• _GEGEVEN TEKST_:
──────────────────────────────
In het achterliggende jaar is daadwerkelijk met de bouw begonnen. In zijn 'vrije' tijd helpt ds. Schalkoort zo veel mogelijk mee aan de bouw. Hij verrichtte bij voorbeeld restauratiewerkzaamheden aan de klavieren en maakte verschillende houten onderdelen en pijpen. Ook belegde hij de voorkant van iedere toets met een stukje leer waarop een goudstempel (een lelie) afgebeeld is. „Maar het echte orgelvakwerk doet Huivenaar". „Op een gegeven moment", aldus ds. Schalkoort, „vertelde Huivenaar dat hij van iemand uit Haarlem een huisorgel gekocht had. Ik schonk daar eerst niet zo veel aandacht aan. Later ontmoette ik die man, Max Koning heet hij, in de werkplaats bij Huivenaar, omdat hij een harmonium bij hem in restauratie had. En wat bleek toen? Het orgel dat die Haarlemmer aan Huivenaar verkocht had, was mijn eerste orgel! Acht jaar lang was hij daar de eigenaar van geweest. Het orgel had hij opgeslagen en helaas niet opgebouwd. Max koos toch liever voor het harmonium. Toen heb ik uit mijn eerste orgel het historische pijpwerk (uit 1839) teruggekocht. Verder heb ik er nog wat hout van gebruikt voor mijn tweede orgel".

Het orgel krijgt een antiek, tweehonderd jaar oud pijpenfront. Het prachtige houtsnijwerk aan het orgel is uitgevoerd door houtsnijder en oud-gemeentelid De Graaf uit Streefkerk. Ook anderen hebben een aandeel(tje) in de orgelbouw gehad. Een gemeentelid uit Delft draaide de registerknoppen. Een ander maakte de Holpijp 8'.
──────────────────────────────
• _OPDRACHTEN_:
A. Vertaal deze zin uit de tekst over de orgelbouw in het Engels: "Het orgel krijgt een antiek, tweehonderd jaar oud pijpenfront."
B. Ga verder met de tekst over de orgelbouw, te beginnen na de laatste zin.

• _AANGELEVERD MATERIAAL_:
──────────────────────────────
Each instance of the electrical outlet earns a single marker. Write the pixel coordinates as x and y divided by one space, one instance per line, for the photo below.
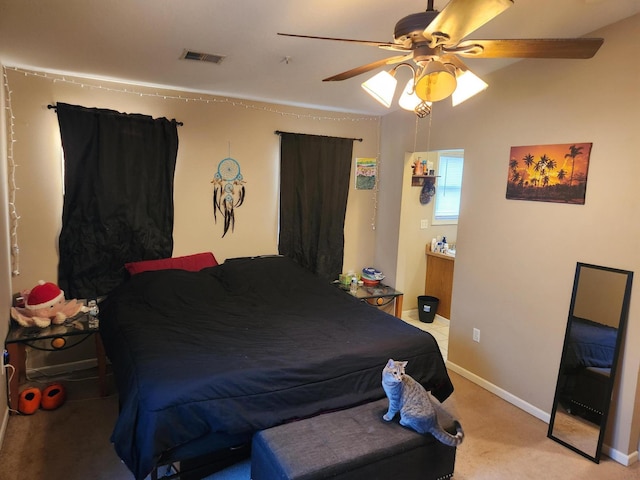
476 335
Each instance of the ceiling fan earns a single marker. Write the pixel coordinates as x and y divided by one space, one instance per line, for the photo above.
434 41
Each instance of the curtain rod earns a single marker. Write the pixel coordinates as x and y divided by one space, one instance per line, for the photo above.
278 132
54 107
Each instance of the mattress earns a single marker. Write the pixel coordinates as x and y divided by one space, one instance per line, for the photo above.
208 358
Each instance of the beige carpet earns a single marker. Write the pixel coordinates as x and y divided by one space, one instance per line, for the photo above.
502 442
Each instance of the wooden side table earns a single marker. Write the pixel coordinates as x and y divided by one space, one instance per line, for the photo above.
53 338
379 296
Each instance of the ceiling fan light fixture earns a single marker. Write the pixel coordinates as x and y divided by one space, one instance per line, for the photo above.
382 87
437 82
469 85
410 101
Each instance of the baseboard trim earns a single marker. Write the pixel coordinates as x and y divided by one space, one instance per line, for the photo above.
618 456
612 453
512 399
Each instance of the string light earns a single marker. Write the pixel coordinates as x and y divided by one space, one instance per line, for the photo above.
14 217
13 212
221 100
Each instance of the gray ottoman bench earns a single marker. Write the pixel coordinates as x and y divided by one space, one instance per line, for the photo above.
351 444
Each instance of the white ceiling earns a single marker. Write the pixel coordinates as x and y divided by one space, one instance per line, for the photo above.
141 41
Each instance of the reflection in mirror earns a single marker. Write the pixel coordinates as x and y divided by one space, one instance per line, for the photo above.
597 317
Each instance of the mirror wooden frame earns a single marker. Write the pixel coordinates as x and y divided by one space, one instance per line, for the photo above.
585 293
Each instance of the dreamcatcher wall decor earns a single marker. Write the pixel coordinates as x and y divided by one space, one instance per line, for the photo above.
228 191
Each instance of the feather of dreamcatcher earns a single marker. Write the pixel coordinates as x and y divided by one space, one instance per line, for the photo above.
228 192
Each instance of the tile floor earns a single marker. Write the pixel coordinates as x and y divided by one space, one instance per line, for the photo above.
439 328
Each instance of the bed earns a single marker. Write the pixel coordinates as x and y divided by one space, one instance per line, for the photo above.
586 367
204 359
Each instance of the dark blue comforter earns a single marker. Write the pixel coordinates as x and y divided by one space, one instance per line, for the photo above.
207 358
590 344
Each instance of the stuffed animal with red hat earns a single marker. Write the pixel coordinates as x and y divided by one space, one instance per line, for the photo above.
45 304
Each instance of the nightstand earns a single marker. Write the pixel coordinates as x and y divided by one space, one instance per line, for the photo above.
53 338
379 296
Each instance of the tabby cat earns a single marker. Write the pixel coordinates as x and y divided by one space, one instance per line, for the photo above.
414 404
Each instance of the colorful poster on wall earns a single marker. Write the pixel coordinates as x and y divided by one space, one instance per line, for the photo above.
549 173
366 171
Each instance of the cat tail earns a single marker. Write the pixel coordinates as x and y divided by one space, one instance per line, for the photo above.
447 438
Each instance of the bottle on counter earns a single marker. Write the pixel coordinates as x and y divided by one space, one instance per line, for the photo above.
353 288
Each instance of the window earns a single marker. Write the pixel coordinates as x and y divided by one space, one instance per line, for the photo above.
448 187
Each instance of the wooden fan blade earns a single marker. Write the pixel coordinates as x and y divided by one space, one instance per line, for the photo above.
530 48
461 17
363 42
367 68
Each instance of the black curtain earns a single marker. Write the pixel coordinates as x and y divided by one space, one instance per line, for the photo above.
118 199
314 186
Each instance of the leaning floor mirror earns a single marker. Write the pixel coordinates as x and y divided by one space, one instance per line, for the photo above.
595 328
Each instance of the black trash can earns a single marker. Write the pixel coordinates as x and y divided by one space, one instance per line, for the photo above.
427 307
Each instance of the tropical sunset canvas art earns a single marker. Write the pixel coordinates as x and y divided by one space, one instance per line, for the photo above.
549 173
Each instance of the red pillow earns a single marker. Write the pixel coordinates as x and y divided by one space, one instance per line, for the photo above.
192 263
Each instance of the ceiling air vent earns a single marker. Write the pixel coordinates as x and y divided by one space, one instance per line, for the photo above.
202 57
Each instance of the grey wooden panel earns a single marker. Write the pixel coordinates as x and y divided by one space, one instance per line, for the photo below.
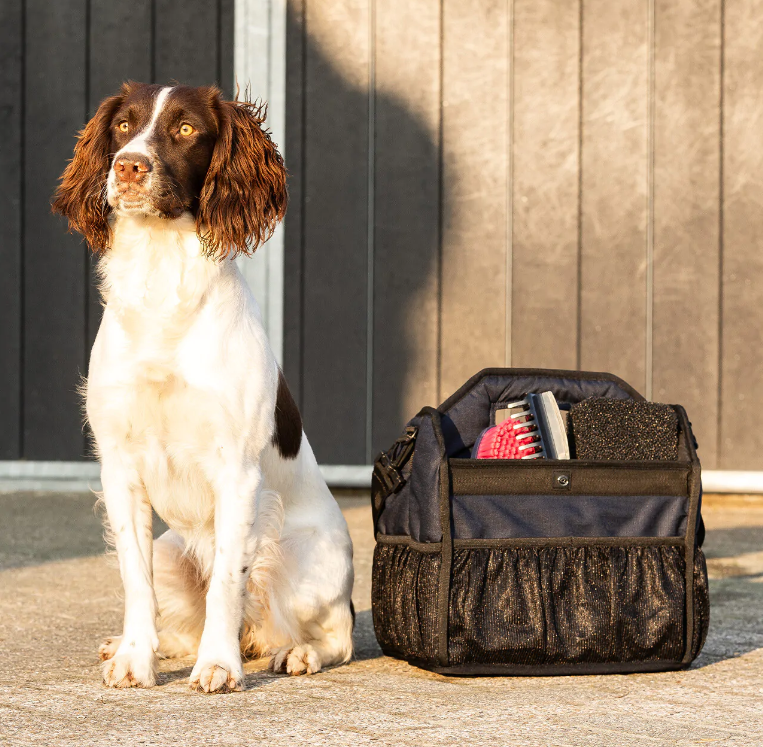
──────────────────────────────
• _DE ANTWOORDEN_:
A. The organ is getting an antique, two-hundred-year-old pipe front.

B.
Christelijk gezin

Het orgel moet mede een studieorgel worden voor de oudste zoon, Wouter, die orgelles heeft van Jan J. van den Berg, organist van de Nieuwe Kerk. Het (muzikale) gezin Schalkoort zingt graag. Volgens ds. Schalkoort hoort er in ieder christelijk gezin een orgel thuis. „Al was het maar een harmonium. We zingen toch al zo weinig. Het gezin wil een kerkje in 't klein zijn. We mogen wat er in ons leeft, wat de Heere aan ons wil geven, ook tot uiting laten komen in onze zang en muziek". Het harmonium dat nu nog in de huiskamer van de pastorie staat, zal binnenkort vervangen worden door het kabinetorgel. „Want een pijporgel, dat gaat boven alles. Dat is écht. Dat geruis van die pijpen hè...".

--------------------------------------------------------------------------------------------------------------------------------------------------

Dispositie:

Bovenklavier: Liefelijk gedekt 8', Holfluit 4', Roerquint 2 2/3', Terts 1 3/5' D, Dulciaan 8'.

Onderklavier: Holpijp 8', Prestant 8' D, Viola 4', Prestant 4', Octaaf 2', Quint l 1/3' vanaf klein C, Flageolet I 'D.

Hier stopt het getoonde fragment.